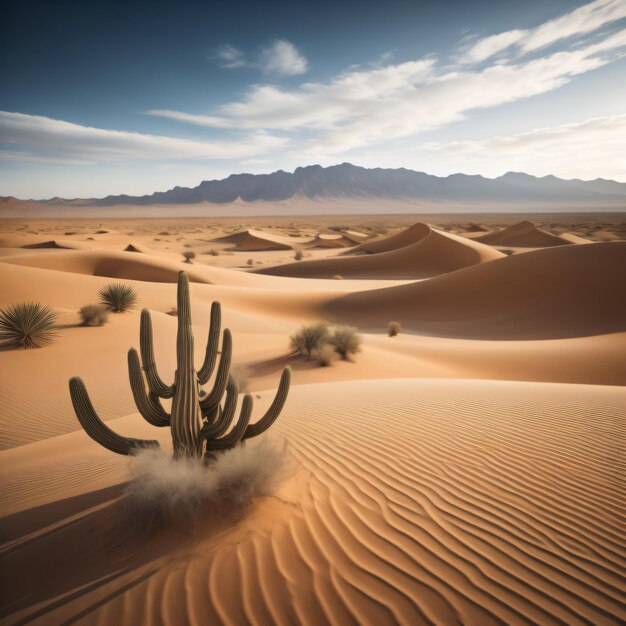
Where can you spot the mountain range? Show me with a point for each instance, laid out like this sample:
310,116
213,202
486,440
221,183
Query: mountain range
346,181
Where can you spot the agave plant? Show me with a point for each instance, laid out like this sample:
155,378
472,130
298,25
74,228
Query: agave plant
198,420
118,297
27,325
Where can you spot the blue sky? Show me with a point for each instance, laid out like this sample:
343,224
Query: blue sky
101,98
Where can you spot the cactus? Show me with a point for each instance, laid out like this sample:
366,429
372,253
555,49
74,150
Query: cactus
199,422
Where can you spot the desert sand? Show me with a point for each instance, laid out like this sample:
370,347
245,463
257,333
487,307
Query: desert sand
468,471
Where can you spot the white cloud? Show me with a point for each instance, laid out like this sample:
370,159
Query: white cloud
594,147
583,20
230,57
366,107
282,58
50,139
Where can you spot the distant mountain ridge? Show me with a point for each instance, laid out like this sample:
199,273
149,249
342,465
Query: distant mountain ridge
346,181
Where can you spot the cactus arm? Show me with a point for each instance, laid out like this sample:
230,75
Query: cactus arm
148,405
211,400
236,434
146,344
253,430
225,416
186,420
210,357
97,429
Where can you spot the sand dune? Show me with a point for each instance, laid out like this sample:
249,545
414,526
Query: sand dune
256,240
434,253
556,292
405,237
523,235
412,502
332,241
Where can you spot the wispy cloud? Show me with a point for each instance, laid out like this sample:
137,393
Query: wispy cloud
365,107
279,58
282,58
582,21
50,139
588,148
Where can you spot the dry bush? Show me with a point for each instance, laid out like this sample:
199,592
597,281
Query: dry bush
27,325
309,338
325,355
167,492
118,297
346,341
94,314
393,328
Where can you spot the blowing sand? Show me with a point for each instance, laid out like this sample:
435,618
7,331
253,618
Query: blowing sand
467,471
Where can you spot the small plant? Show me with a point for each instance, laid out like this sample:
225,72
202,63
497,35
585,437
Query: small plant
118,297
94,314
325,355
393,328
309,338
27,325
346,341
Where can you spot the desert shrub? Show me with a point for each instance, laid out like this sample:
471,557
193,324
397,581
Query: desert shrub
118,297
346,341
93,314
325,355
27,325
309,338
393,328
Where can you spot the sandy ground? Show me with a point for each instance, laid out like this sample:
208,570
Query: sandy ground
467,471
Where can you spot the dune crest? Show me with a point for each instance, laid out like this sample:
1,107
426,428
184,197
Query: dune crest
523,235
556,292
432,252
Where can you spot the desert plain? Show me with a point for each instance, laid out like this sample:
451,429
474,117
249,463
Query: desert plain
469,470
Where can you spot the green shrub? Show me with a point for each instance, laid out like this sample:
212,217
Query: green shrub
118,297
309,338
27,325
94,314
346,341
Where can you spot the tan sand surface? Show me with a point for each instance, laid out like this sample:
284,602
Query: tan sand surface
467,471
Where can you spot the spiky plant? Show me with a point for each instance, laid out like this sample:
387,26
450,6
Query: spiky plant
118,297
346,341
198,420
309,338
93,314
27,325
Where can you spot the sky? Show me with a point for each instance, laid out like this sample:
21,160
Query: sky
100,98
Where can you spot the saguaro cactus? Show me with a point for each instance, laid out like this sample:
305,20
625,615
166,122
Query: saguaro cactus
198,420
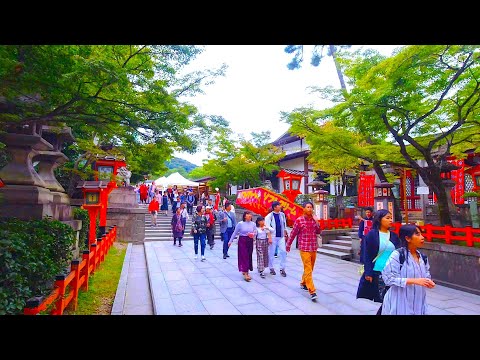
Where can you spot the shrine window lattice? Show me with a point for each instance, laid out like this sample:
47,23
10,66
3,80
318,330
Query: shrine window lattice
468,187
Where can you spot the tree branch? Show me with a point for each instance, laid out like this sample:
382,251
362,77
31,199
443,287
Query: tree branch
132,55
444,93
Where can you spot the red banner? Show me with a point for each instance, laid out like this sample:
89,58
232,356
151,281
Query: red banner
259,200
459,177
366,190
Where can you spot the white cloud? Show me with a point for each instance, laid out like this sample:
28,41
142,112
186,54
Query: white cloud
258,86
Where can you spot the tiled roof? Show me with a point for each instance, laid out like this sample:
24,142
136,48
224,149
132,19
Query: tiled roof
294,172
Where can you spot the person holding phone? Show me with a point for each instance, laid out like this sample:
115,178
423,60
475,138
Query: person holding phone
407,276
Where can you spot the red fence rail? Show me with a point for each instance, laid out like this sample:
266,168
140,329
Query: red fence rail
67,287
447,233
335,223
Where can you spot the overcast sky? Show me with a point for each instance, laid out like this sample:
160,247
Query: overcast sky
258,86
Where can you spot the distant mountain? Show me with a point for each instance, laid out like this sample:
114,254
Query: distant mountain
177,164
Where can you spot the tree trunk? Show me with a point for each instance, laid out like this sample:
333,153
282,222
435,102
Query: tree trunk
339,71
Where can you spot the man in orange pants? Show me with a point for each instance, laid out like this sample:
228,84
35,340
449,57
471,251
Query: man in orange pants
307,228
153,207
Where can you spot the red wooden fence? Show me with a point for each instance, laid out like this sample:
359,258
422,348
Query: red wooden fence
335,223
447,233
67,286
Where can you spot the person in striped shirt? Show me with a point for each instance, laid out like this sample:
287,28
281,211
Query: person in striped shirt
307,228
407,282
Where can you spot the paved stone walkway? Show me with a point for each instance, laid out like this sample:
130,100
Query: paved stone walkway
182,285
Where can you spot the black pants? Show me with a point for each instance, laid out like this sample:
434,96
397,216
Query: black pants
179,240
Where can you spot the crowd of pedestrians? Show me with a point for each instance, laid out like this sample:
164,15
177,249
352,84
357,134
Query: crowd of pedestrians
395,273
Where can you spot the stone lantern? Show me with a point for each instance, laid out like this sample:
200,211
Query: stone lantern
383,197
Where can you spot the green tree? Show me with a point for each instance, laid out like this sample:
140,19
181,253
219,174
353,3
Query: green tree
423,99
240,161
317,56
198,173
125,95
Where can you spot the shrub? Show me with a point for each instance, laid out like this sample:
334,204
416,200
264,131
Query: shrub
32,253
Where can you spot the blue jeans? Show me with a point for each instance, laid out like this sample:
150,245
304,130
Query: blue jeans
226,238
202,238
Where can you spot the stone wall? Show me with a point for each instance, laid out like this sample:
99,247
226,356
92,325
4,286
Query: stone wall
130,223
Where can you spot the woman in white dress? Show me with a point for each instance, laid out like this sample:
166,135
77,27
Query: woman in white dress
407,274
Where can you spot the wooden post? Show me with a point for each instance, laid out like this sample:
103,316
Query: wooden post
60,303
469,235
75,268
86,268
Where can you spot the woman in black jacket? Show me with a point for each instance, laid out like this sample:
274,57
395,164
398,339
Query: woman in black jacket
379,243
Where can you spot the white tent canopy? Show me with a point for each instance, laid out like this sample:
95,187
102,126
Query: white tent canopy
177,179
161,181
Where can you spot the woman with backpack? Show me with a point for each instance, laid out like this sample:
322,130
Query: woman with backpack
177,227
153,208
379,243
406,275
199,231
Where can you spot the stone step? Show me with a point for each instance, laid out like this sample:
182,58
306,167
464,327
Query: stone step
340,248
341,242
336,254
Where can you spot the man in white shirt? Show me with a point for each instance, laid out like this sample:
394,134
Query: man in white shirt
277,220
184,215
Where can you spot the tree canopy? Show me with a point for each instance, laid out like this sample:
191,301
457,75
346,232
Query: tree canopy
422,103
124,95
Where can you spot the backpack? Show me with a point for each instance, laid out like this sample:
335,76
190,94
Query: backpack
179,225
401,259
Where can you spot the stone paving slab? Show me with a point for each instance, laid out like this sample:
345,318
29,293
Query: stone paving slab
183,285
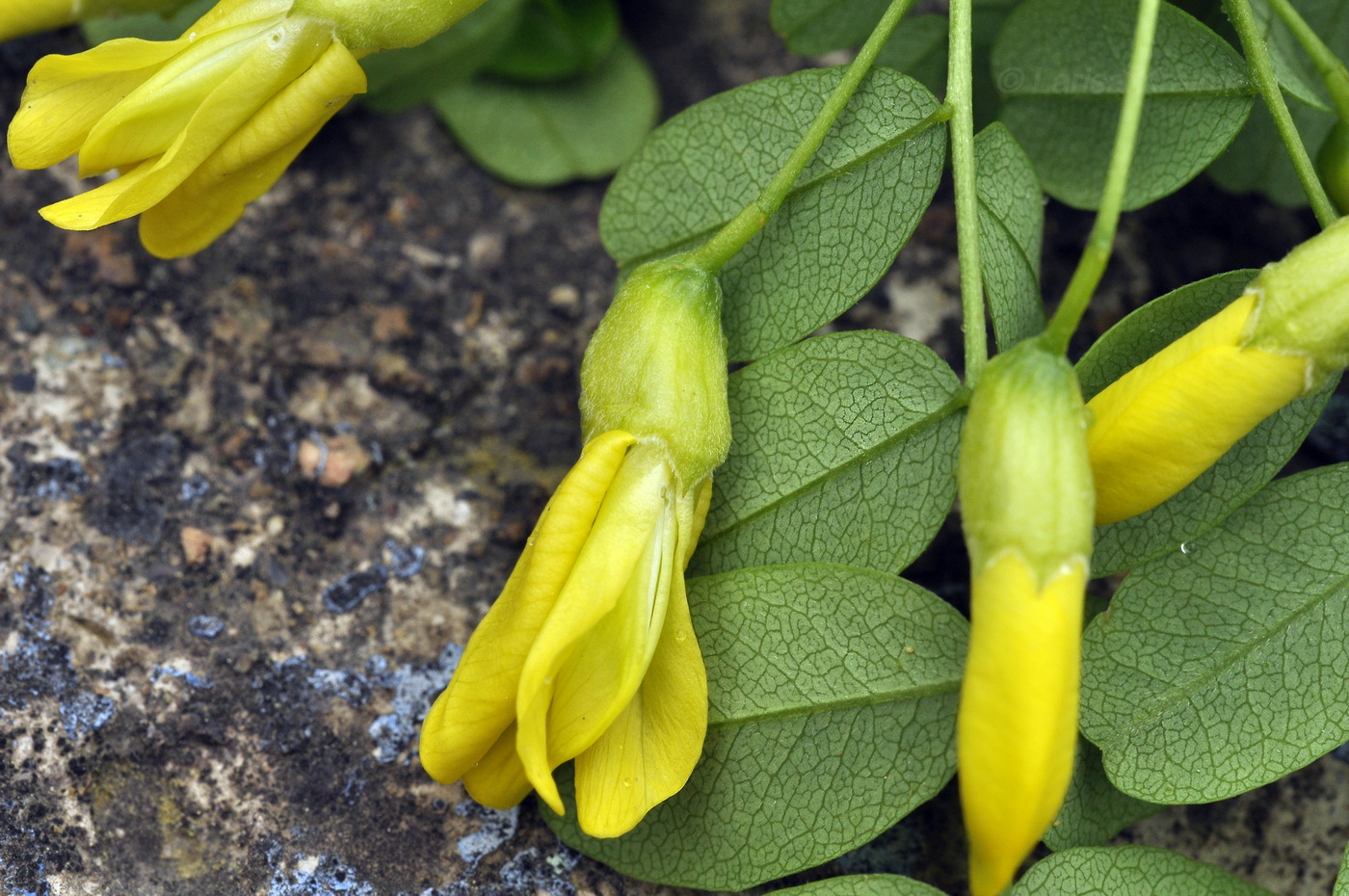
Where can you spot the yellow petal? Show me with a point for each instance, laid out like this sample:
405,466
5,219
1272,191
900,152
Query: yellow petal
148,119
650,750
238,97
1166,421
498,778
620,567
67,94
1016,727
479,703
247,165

The task >> From the line with "Where can you spot the wooden" down to the end of the entries, retype each line exactly as written, but drop the pictures.

Finished task >>
Where can you spot the wooden post? Show me with a point for each instance, laid out like this sample:
103,316
Query: wooden post
60,303
469,235
75,268
86,268
Where can you spot the woman in black jacket? Show me with a point for each instance, laid out like this sample:
274,57
395,164
398,339
Query: woman in black jacket
379,243
Where can you spot the white tent canopy? Show me with a point for each instance, laid out like this sample:
95,187
102,126
Query: white tent canopy
177,179
161,181
Where can you spot the woman with backpack? Show me with a point for each instance, laid out like this sample:
322,130
Query: woman with backpack
177,227
153,208
379,243
406,275
199,231
Where can you spot the stone step? Show me with a point for each instance, laid out like this sample:
182,58
306,167
464,327
Query: stone step
340,248
341,242
336,254
Where can you spot the man in white shirt? Show me with a point for each instance, laid out like this sample:
394,134
Query: man in white shirt
277,220
184,215
Where can you spot the tree canopy? Show me with a point for each instance, laid out like this sample:
191,301
457,75
346,232
Query: tree canopy
422,103
124,95
Where can you spot the backpack? Show me with a point for each instance, laid out like this sample:
335,76
190,94
Query: backpack
179,225
401,259
Where can you spot the stone paving slab? Show me with a point for each instance, laid out like this sample:
345,318
29,293
Query: stone paving slab
183,285
Where can you spot the yellow petal? Show me with a point for each instance, laid out like this sample:
405,466
5,219
1272,191
900,152
Query: yellow petal
148,119
650,750
238,97
1166,421
498,778
620,567
67,94
1016,727
479,703
247,165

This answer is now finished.